*** Provided entries ***

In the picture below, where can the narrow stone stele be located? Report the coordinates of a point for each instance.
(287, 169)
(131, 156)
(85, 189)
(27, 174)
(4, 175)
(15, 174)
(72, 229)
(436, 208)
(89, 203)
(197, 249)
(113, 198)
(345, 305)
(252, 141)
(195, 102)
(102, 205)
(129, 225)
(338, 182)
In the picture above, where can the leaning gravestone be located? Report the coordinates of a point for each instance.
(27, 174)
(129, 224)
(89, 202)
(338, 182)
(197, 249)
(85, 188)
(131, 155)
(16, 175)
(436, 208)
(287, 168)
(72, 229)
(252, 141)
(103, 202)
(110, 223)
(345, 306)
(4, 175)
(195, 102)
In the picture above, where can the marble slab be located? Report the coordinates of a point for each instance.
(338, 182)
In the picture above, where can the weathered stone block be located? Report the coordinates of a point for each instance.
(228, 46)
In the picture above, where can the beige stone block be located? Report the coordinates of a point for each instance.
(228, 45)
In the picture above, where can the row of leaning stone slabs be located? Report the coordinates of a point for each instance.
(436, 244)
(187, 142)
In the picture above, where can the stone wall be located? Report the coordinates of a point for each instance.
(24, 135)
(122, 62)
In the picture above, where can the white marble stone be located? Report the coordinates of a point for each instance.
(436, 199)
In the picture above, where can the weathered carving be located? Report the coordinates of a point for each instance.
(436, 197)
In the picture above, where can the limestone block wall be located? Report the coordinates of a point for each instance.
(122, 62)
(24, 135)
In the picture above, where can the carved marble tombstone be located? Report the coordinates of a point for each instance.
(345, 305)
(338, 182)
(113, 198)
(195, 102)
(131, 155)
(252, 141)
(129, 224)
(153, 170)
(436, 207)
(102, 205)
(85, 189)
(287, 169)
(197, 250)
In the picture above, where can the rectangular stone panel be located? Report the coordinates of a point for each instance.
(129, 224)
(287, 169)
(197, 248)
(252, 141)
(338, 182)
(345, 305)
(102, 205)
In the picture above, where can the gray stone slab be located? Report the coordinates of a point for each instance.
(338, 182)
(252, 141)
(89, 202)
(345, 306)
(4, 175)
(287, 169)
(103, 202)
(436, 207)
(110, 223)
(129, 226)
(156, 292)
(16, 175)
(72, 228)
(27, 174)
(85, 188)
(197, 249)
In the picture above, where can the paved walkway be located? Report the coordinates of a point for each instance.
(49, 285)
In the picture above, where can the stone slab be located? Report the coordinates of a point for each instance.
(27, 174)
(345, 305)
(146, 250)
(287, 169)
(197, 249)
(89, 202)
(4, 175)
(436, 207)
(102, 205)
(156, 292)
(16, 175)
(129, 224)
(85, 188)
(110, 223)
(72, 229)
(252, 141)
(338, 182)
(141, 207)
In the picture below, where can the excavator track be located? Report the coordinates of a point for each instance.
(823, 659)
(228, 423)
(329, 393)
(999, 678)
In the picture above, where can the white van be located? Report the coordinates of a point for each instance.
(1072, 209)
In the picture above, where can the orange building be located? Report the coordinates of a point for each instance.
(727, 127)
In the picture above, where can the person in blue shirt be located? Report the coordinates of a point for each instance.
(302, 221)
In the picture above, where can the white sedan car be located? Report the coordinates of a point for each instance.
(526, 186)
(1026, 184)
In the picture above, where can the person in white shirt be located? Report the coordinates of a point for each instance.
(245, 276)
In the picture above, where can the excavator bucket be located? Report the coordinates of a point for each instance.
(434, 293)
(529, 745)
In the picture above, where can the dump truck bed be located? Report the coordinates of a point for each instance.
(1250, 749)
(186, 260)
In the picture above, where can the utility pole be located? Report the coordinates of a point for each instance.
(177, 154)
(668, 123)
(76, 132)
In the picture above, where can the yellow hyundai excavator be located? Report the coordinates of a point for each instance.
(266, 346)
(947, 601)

***

Problem statement:
Each record shown above must be reproduced exactly.

Response to this task:
In the picture below, where can the narrow stone stele be located? Report the coordinates of a point for each instance.
(287, 169)
(131, 156)
(85, 189)
(27, 174)
(4, 175)
(15, 174)
(72, 229)
(436, 208)
(89, 203)
(197, 249)
(113, 198)
(345, 305)
(252, 141)
(195, 102)
(102, 205)
(129, 225)
(338, 182)
In the picture above, where can the leaning gravestone be located? Report the coordinates of a point for each instance.
(27, 174)
(129, 224)
(89, 202)
(338, 182)
(197, 249)
(85, 188)
(131, 155)
(16, 175)
(436, 208)
(287, 168)
(72, 229)
(252, 141)
(103, 202)
(110, 223)
(345, 306)
(4, 175)
(195, 102)
In the picture above, where can the marble slab be located? Report the coordinates of a point for each instance.
(338, 182)
In the picture above, where can the weathered stone block be located? Report the coordinates of a point for each instance.
(228, 46)
In the picture above, where can the beige stone block be located? Report the coordinates of a point for each instance.
(228, 45)
In the picture above, where can the row of leaning stone slabs be located? Report the coordinates of a point for each instance.
(436, 244)
(187, 142)
In the picture above, where can the stone wall be located? Report the coordinates of a point for each instance.
(24, 135)
(122, 62)
In the picture above, where can the white marble stone be located? Report the coordinates of a point for each instance.
(436, 199)
In the picture above, where can the weathered carving be located? Report the coordinates of a point for each instance.
(436, 197)
In the picture above, where can the limestone block wall be located? Report the coordinates of a point for each instance.
(122, 62)
(24, 135)
In the picture above, where can the carved marble tombstone be located? Report the coordinates of a point for each instance.
(345, 305)
(338, 182)
(113, 198)
(195, 102)
(131, 155)
(252, 141)
(129, 224)
(153, 170)
(436, 207)
(102, 205)
(85, 189)
(287, 169)
(197, 250)
In the picture above, where can the rectangular stone panel be located? Report the coordinates of a point for each instance.
(129, 224)
(287, 169)
(197, 248)
(252, 141)
(338, 182)
(345, 305)
(102, 205)
In the picture above, where can the gray stone slab be located? Report the coordinates of a point for each instance.
(338, 182)
(252, 141)
(89, 202)
(345, 306)
(4, 175)
(287, 169)
(103, 202)
(436, 207)
(110, 223)
(129, 226)
(156, 292)
(16, 175)
(72, 228)
(27, 174)
(85, 188)
(197, 249)
In the picture above, where can the paved walkway be located? Report the coordinates of a point for each instance.
(49, 285)
In the picture above, where can the stone slab be located? Report the coordinates of a point for each instance.
(27, 174)
(345, 305)
(146, 250)
(287, 169)
(197, 249)
(89, 202)
(4, 175)
(436, 207)
(102, 205)
(156, 292)
(16, 175)
(129, 224)
(85, 188)
(110, 223)
(72, 229)
(252, 141)
(338, 182)
(141, 207)
In the picture below, where can the excavator track be located? Report the coordinates of a point for each instance.
(823, 659)
(228, 423)
(329, 393)
(999, 678)
In the picture above, where can the white van be located? Report the coordinates of a point for each instance.
(1072, 209)
In the picture above, where can the orange building be located? Report the coordinates of a point for each instance.
(727, 127)
In the picture above, where can the person in blue shirt be located? Report the coordinates of a point for each instance.
(302, 221)
In the picture above, where can the white sedan car be located? Report the coordinates of a point for each instance.
(526, 186)
(1026, 184)
In the picture above, where can the person in white shirt be located? Report the coordinates of a point for each instance.
(245, 276)
In the picture above, where can the excavator bucket be located? Report the coordinates of a point for each instance.
(434, 293)
(529, 745)
In the picture above, where can the dump truck bed be located? Report the coordinates of a point for each instance.
(1250, 749)
(186, 260)
In the picture above, where can the utility pole be located? Report the coordinates of a point for each instance.
(177, 154)
(668, 123)
(76, 132)
In the picture above, where can the yellow hyundai excavator be located? Report the coordinates of a point for each instance.
(266, 346)
(947, 601)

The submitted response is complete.